## PROBLEM REQUIREMENTS
Across these entries, count the lines holding the string "skier"; the number is the whole answer.

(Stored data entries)
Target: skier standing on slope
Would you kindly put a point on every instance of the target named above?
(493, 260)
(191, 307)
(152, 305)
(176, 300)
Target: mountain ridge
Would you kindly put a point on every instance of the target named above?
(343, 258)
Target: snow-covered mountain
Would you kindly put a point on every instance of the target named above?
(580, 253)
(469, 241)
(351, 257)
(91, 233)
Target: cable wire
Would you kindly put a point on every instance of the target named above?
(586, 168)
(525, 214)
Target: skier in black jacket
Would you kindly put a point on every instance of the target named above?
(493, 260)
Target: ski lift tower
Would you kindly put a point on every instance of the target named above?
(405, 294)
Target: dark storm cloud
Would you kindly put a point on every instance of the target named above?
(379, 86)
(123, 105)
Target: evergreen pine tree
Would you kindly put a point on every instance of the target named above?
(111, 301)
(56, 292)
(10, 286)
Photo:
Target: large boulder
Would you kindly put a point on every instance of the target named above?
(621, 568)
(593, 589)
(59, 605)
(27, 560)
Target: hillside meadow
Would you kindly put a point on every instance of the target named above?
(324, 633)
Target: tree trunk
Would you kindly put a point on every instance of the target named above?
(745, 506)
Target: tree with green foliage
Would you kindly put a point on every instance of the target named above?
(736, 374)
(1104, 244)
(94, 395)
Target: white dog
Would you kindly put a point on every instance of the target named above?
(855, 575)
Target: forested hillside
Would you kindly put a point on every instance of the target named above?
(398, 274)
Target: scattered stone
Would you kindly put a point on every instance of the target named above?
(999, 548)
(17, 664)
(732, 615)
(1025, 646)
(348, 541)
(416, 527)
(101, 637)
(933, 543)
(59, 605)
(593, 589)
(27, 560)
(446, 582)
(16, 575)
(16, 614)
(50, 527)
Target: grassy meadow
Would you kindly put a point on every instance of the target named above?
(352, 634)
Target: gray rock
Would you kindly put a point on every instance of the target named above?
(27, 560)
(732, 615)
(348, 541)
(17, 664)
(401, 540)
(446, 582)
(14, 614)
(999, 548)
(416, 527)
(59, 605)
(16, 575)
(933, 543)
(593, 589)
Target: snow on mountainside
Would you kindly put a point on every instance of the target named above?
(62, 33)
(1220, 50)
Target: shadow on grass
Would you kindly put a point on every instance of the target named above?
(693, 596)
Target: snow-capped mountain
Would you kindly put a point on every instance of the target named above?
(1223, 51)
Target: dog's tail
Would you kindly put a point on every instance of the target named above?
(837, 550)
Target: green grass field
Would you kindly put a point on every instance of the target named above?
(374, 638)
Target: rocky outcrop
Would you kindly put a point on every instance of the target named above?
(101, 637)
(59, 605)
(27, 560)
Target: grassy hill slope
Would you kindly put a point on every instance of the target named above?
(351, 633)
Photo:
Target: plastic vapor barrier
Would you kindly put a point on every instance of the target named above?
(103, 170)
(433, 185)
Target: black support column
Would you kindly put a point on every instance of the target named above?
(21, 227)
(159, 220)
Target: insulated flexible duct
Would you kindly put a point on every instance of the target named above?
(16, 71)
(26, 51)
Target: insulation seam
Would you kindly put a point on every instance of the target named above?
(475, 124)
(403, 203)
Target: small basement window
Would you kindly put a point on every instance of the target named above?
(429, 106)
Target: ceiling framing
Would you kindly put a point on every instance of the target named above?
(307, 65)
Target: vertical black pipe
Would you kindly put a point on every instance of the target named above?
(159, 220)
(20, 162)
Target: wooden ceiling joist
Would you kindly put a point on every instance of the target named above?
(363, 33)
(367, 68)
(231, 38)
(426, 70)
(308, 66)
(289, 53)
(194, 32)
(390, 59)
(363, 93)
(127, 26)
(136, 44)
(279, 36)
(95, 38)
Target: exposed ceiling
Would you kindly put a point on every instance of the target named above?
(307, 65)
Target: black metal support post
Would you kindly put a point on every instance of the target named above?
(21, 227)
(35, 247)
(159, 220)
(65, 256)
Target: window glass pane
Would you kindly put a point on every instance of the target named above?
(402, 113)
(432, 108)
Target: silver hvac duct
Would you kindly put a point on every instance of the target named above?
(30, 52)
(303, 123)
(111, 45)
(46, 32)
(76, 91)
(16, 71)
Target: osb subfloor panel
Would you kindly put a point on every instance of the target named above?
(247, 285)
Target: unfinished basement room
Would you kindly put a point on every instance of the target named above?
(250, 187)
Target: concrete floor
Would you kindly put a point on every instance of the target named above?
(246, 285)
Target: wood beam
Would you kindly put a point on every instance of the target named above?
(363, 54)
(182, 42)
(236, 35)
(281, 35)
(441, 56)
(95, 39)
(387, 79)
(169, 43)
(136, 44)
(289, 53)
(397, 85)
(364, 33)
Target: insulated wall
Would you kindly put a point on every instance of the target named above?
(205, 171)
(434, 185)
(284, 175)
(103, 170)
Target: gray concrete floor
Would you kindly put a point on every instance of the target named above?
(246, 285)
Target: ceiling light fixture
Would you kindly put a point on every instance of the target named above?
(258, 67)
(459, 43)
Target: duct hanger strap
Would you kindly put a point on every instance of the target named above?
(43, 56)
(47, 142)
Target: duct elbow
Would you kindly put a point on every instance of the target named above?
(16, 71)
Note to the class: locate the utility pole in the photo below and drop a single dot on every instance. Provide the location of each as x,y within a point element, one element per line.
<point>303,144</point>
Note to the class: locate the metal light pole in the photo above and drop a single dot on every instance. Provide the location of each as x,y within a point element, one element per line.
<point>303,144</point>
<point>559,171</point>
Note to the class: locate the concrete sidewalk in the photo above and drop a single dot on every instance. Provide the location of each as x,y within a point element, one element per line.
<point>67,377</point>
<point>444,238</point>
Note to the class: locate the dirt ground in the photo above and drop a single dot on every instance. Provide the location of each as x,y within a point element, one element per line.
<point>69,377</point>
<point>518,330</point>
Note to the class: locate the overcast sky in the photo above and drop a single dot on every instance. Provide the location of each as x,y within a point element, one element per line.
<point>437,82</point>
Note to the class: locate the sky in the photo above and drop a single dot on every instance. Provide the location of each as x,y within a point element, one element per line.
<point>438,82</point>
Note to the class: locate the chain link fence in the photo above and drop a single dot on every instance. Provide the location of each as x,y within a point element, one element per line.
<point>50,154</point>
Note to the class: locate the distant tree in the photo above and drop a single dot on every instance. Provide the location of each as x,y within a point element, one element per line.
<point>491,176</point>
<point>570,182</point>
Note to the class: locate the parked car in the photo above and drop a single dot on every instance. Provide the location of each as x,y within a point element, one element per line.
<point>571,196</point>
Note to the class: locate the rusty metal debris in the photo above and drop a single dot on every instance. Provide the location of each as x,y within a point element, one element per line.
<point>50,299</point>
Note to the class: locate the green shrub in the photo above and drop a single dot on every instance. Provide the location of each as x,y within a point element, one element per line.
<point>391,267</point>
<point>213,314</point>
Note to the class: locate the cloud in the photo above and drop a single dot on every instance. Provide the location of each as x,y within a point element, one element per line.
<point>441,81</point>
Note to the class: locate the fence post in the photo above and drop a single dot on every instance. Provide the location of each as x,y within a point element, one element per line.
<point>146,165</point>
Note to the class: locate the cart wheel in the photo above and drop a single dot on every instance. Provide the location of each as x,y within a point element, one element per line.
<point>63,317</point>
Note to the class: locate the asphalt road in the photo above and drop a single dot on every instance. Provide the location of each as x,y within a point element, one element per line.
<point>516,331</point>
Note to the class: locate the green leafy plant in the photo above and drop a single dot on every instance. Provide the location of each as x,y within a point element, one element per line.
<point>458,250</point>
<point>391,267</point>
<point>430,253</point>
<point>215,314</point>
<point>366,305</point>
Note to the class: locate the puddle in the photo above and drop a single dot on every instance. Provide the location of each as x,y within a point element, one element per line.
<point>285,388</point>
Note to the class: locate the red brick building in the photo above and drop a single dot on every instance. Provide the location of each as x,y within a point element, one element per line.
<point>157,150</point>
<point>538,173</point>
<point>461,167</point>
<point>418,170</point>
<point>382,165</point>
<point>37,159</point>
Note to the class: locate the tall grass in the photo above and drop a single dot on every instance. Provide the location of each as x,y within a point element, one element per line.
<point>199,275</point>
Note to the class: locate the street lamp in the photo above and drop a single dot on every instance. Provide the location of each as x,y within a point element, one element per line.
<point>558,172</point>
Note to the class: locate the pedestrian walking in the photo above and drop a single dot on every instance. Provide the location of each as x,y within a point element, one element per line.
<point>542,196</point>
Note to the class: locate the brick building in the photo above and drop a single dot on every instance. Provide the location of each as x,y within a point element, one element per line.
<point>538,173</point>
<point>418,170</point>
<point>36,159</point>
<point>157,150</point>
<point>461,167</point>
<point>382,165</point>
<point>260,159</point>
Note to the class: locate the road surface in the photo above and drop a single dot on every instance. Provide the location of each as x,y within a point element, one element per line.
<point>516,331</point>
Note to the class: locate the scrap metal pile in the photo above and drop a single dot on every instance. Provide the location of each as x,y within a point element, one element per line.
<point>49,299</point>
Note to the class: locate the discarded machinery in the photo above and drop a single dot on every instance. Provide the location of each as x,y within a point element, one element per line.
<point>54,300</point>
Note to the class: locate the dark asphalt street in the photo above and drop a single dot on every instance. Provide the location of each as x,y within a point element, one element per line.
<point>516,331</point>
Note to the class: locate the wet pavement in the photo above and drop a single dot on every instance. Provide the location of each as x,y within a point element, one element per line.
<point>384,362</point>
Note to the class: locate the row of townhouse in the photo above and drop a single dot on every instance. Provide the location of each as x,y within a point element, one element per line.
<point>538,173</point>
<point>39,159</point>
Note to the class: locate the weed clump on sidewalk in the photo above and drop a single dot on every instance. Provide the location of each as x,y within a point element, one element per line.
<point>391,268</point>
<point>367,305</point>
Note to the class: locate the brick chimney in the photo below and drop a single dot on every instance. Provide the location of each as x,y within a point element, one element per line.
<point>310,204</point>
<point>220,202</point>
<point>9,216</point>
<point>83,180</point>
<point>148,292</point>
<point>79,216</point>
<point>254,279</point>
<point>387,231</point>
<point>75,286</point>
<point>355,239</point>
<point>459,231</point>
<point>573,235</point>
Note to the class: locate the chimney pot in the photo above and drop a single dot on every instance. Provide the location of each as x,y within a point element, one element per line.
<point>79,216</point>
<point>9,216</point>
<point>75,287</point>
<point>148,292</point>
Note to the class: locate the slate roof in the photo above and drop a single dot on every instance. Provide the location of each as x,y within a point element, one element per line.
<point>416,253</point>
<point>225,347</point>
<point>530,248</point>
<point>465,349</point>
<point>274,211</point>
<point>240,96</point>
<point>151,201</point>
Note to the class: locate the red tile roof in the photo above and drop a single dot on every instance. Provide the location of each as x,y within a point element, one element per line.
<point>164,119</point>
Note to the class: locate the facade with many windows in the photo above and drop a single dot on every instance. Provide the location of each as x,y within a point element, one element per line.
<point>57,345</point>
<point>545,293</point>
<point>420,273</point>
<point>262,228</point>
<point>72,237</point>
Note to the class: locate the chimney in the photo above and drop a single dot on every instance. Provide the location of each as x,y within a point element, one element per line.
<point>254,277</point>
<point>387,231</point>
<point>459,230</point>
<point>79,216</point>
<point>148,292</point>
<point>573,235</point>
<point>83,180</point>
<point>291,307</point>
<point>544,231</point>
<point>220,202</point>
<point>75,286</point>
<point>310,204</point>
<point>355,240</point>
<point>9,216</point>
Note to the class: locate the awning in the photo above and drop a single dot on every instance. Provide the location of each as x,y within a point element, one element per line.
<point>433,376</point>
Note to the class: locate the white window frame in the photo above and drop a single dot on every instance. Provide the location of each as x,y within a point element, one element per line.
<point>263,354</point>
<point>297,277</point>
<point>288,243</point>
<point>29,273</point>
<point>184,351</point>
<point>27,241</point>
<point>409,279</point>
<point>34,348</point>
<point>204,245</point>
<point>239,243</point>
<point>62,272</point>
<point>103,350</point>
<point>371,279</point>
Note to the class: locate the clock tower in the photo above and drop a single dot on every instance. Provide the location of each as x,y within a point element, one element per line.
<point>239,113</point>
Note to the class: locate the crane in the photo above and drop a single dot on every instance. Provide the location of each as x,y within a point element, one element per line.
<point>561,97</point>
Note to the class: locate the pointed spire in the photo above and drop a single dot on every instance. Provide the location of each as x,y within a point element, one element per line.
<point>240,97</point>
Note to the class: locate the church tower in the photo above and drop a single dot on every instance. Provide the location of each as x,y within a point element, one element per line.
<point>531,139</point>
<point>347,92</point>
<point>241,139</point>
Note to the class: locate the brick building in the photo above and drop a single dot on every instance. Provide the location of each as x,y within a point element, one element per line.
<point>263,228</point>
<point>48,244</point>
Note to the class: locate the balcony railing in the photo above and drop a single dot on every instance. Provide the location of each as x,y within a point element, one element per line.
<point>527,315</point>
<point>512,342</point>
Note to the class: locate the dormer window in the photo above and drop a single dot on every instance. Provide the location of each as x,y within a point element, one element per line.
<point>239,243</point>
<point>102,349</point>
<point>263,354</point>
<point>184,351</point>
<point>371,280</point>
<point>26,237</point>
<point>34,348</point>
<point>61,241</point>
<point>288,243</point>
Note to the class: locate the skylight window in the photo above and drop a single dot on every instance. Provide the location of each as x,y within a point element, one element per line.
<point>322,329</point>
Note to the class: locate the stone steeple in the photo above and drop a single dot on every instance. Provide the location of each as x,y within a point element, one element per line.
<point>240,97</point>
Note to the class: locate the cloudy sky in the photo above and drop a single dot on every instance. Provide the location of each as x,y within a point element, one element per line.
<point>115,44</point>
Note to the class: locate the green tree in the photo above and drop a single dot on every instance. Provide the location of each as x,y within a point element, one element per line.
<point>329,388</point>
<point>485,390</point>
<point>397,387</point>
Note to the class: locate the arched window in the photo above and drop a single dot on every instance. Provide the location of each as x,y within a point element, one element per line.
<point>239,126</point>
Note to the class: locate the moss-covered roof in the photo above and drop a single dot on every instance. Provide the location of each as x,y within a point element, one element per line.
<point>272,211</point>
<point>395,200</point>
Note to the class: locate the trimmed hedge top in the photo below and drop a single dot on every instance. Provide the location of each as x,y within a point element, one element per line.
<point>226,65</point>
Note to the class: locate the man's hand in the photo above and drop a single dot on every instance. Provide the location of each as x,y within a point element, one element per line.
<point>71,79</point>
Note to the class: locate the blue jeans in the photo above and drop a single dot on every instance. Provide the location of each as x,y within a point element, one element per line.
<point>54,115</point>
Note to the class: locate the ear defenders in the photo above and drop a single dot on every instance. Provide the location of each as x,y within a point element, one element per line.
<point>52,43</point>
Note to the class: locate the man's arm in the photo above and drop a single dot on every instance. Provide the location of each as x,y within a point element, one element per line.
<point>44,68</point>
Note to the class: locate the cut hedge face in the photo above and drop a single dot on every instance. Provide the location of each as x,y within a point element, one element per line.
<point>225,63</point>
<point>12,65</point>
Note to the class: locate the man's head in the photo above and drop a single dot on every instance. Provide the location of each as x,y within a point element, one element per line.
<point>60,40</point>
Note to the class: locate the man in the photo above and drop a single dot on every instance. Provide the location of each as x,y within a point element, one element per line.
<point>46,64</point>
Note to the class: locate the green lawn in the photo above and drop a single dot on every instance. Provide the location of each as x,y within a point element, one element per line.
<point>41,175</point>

## SOLVED EXERCISE
2